Bruce Davis, former Executive Director of the Academy of Motion Picture Arts and Sciences (the organization that puts on the Oscars) is not only a film connoisseur, but a 1965 Juniata graduate. He came to visit Juniata in October to talk film, Hollywood, and Juniata memories. Between guest lecturing classes, Davis found time to talk with me about his life during and after Juniata, and some of his favorite memories of college life.
What is your fondest Juniata memory?
As both a student and professor, I loved playing football on Mountain Day when there was a faculty/student game. It was very serious touch football with lots of payback for grades that had been issued. And in the spring, teams of students would build rafts, and they had to figure out how to propel it down the river themselves. The faculty would be there in canoes as judges to award prizes for intricacy of design. We were very bribable: and if you gave us cups of beer, we would up your score.
Why did you choose Juniata?
I was expecting to be a doctor, and I had two relatives who’d had successful careers at Juniata. About halfway through first semester freshman year, I knew I wasn’t going to be a doctor, and I got interested in literature and the arts. At the time, Juniata wasn’t very strong in that department, but I’d picked my college. It was a terrific education.

******

OBJECTIVE A → Collect every line of the entries below that contains the string "ceramic".

******

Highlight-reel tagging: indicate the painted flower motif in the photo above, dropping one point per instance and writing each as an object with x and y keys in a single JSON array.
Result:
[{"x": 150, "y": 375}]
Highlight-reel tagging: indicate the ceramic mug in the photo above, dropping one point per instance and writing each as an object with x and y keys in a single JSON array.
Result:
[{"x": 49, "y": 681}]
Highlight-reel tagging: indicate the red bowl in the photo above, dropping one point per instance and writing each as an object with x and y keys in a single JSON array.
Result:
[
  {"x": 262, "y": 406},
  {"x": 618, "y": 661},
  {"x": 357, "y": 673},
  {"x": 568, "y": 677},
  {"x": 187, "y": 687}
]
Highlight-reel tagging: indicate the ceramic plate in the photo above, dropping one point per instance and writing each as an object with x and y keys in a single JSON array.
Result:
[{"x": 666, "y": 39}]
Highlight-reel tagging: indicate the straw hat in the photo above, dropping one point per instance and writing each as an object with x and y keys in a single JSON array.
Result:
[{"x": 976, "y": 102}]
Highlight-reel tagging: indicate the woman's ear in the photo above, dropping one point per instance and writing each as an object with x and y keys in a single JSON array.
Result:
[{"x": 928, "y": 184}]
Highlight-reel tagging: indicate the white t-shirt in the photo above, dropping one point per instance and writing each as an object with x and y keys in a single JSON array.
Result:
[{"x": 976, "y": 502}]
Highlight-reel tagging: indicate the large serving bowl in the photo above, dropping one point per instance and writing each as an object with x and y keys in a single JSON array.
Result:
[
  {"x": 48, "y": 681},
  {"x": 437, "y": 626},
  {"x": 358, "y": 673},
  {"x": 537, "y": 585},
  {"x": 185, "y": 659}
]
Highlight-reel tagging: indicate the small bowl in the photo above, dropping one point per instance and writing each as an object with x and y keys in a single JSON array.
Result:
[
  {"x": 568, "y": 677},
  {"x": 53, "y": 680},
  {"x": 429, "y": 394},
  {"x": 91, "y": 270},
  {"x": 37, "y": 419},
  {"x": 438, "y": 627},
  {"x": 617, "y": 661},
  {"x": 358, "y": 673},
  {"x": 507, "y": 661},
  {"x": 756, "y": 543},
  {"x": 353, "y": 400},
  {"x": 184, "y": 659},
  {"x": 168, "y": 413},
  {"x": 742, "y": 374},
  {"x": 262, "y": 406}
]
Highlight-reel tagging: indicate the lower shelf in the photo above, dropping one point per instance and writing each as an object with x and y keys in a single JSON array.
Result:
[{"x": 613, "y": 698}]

******

OBJECTIVE B → According to the Bruce Davis interview, what led him to choose Juniata? Respond in one to three sentences.

CORRECT RESULT A →
Highlight-reel tagging: indicate the ceramic mug in the photo above, dropping one point per instance and writing each as an object with x and y keys in a single JSON array.
Highlight-reel tagging: indicate the ceramic plate in the photo above, dropping one point per instance and writing each as an object with x and y keys in a single JSON array.

CORRECT RESULT B → He chose Juniata because he expected to become a doctor and had two relatives who had had successful careers at Juniata.